> [Aim of the task]: Locate the line that contains "Exercise. Put one point on each instance of the woman in", then copy it and all later lines of the data below exactly, through the last one.

##### Material for this task #####

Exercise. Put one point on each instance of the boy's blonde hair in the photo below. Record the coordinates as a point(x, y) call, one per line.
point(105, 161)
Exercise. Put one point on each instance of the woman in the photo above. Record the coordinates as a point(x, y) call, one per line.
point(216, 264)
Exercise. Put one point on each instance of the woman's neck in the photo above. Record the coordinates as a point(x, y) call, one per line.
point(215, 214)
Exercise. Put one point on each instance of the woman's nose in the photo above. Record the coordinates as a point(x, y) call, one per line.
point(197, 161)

#####

> [Response]:
Exercise. Put one point on each instance of the woman in the photo above. Record the coordinates as a point(x, y) call, one per line.
point(216, 264)
Exercise. Put one point on each instance of the woman's neck in the photo above. Record the coordinates as a point(x, y) call, one per line.
point(215, 214)
Exercise. Put one point on each instance of the woman's nose in the photo above. Record the coordinates as a point(x, y) call, one per line.
point(197, 161)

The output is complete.